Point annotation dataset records
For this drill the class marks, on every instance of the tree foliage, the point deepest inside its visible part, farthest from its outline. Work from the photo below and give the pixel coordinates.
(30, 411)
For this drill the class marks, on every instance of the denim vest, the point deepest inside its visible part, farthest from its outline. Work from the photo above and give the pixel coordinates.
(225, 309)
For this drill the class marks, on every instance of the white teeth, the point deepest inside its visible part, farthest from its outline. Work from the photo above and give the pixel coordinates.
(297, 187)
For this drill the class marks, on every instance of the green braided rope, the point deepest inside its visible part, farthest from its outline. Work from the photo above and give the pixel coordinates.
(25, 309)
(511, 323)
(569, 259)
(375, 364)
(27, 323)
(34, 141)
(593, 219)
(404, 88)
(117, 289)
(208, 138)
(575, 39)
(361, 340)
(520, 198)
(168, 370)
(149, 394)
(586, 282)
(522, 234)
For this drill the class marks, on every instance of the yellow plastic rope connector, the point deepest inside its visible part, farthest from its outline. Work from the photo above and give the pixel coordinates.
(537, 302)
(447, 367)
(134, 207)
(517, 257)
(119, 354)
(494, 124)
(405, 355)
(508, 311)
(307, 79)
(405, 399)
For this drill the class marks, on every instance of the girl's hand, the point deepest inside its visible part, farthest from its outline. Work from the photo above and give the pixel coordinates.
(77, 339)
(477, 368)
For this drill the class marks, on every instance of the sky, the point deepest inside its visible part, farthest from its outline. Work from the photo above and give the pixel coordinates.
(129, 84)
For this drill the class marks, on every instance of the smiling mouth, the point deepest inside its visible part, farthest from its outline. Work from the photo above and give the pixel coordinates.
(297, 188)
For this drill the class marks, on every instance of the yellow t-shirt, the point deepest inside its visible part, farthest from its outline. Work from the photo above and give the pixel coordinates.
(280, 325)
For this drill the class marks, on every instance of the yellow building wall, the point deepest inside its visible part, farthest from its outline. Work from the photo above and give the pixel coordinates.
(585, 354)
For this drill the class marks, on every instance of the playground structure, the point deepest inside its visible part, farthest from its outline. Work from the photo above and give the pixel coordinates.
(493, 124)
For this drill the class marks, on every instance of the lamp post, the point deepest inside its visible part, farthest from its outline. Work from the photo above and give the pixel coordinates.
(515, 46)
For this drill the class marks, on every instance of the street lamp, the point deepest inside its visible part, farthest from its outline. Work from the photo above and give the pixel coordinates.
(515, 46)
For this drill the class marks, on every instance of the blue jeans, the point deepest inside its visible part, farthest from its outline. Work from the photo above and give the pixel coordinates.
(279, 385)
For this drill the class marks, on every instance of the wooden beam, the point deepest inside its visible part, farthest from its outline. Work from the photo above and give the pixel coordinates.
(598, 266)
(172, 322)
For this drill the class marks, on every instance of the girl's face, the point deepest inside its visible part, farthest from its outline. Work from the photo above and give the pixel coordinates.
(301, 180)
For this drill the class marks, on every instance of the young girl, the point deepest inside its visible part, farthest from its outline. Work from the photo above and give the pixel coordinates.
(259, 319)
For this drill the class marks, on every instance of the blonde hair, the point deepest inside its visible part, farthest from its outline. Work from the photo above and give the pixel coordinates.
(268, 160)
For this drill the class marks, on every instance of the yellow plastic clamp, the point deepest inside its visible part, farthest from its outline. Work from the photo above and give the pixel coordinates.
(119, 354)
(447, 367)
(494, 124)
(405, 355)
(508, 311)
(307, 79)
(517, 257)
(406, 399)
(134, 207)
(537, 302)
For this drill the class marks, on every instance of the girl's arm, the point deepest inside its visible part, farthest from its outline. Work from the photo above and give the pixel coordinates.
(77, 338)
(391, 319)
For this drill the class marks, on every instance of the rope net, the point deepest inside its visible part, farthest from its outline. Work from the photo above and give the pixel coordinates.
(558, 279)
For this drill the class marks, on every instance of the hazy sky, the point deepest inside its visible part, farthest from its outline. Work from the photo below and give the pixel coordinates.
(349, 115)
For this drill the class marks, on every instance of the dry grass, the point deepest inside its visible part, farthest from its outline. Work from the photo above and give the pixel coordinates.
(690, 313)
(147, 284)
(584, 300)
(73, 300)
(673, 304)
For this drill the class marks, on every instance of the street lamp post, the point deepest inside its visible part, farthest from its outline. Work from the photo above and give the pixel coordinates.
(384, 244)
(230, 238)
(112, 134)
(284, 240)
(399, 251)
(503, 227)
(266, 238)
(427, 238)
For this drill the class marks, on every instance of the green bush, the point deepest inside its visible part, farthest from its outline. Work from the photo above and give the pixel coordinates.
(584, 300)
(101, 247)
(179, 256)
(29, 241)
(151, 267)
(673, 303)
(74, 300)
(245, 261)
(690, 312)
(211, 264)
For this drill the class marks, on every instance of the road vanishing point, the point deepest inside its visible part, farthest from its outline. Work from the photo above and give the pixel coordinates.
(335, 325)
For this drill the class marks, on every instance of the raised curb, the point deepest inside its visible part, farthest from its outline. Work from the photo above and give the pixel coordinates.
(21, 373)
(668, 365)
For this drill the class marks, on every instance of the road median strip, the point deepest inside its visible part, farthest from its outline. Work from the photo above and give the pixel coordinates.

• EXERCISE PROMPT
Every line of the records above needs to be given again exactly.

• WRITTEN SOLUTION
For this drill the class marks, on every instance of the tree foliage, the point deepest inside its visible part, farthest from its outline. Work from the photo below and give the pixel coordinates.
(30, 411)
For this drill the class marks, on every instance of the denim vest, the point deepest inside its visible part, farthest from its outline. Work from the photo above and give the pixel coordinates.
(225, 309)
For this drill the class marks, on every instance of the white teeth, the point deepest inside its visible part, farthest from its outline. Work from the photo above and give the pixel coordinates.
(297, 187)
For this drill the class marks, on every instance of the green braided rope, the point deepest inside its visible part, farthest from its outline. Work from the photo above and give the pixel coordinates.
(25, 309)
(511, 323)
(569, 259)
(375, 364)
(27, 323)
(34, 141)
(593, 219)
(404, 88)
(117, 289)
(208, 138)
(575, 39)
(361, 340)
(520, 198)
(168, 370)
(149, 394)
(586, 282)
(522, 234)
For this drill the class marks, on every instance of the yellow plastic rope connector, the point deepest inside its visible part, farthest from its outline. Work from the photo above and give the pixel coordinates.
(537, 302)
(447, 367)
(134, 207)
(517, 257)
(119, 354)
(494, 124)
(405, 355)
(508, 311)
(307, 79)
(405, 399)
For this drill the class marks, on every instance of the girl's hand, the point deepest inside its visible part, farthest from its outline. Work from the photo above and give the pixel coordinates.
(77, 339)
(477, 368)
For this drill the class marks, on every instance of the sky, the point deepest inside its visible part, farthest from its outline. Work from the photo above and give the pixel coordinates.
(129, 84)
For this drill the class marks, on every instance of the smiling mouth, the point deepest inside its visible part, farthest from its outline. Work from the photo above and give the pixel coordinates.
(297, 188)
For this drill the class marks, on every instance of the yellow t-shirt, the point deepest inside its visible part, farthest from its outline. Work from the photo above and give the pixel coordinates.
(280, 325)
For this drill the class marks, on every instance of the yellow building wall, the point deepest inside its visible part, farthest from its outline. Work from the photo above and give the pixel coordinates.
(585, 354)
For this drill the class marks, on every instance of the playground structure, the point deepest inside its visible part, farthest from its outline. Work from the photo above and give the pixel coordinates.
(493, 124)
For this drill the class marks, on every instance of the lamp post, the point deepest inside its visible part, farthest from its outline. Work from the photo above and give the pixel coordinates.
(515, 46)
For this drill the class marks, on every instance of the street lamp, the point deepest inside its visible part, farthest from its outline. Work from the photo above and give the pixel coordinates.
(515, 46)
For this drill the class marks, on every instance of the blue jeans, the point deepest inside its visible part, farthest from its outline. Work from the photo above and give the pixel coordinates.
(279, 385)
For this drill the class marks, on every instance of the wooden beam, the point deepest inside its visible part, farthest from its outline. Work from the photo above and give the pixel coordinates.
(598, 266)
(172, 322)
For this drill the class marks, on every instance of the girl's face, the point deepest inside its visible part, farthest from its outline. Work from the photo above and give the pixel coordinates.
(301, 180)
For this drill the class marks, on every instance of the young girl, the point deepest inside its visible part, farthest from its outline. Work from the photo above and give the pixel coordinates.
(259, 319)
For this drill the class marks, on every instance of the blonde hair, the point deepest inside its visible part, farthest from its outline. Work from the photo above and give the pixel coordinates.
(268, 160)
For this drill the class marks, on every instance of the yellow plastic clamp, the point deepest inside its visible part, farthest from its outline. Work from the photo above and give the pixel coordinates.
(119, 354)
(447, 367)
(494, 124)
(405, 355)
(508, 311)
(307, 79)
(517, 257)
(406, 399)
(134, 207)
(537, 302)
For this drill the class marks, on every instance of the girl's arm, the point deepest inside its visible part, farthest from its outline. Work from the photo above and give the pixel coordinates.
(77, 338)
(391, 319)
For this drill the class marks, on every instance of the rope net, the point deepest inside its visible part, farthest from its outline. Work from the photo above and give the pixel coordinates.
(558, 279)
For this drill the class marks, on every instance of the hazy sky, the point deepest inside its visible part, farthest from its outline. Work from the photo below and give the pixel coordinates.
(349, 115)
For this drill the class marks, on every instance of the dry grass, the point deepest inside its visible part, farthest from its outline. Work from the photo above and give the pixel coordinates.
(690, 313)
(147, 284)
(584, 300)
(73, 300)
(673, 304)
For this drill the class marks, on every instance of the street lamp post, the point deepest inside its visible part, farthest from its outline. Work from the photo above and give the pixel coordinates.
(384, 244)
(230, 238)
(112, 134)
(284, 240)
(399, 251)
(503, 227)
(266, 238)
(427, 238)
For this drill the class marks, on every instance of the green bush, the point deepest inside its visible part, farthest from its outline. Work from the photo above and give the pixel coordinates.
(584, 300)
(101, 247)
(179, 256)
(29, 241)
(151, 267)
(673, 303)
(74, 300)
(245, 261)
(690, 312)
(211, 264)
For this drill the class marks, on every instance of the road vanishing point, the point deepest inside its visible part, farthest from its outline. Work from the photo above and give the pixel coordinates.
(335, 325)
For this drill the class marks, on every instance of the raised curb, the point deepest inside its visible part, farthest from its outline. Work from the photo above and give the pixel coordinates.
(21, 373)
(668, 365)
For this drill the class marks, on every instance of the road median strip, the point deepest inside its visible part, farthest from its outline. Work from the photo above and give the pixel coordinates.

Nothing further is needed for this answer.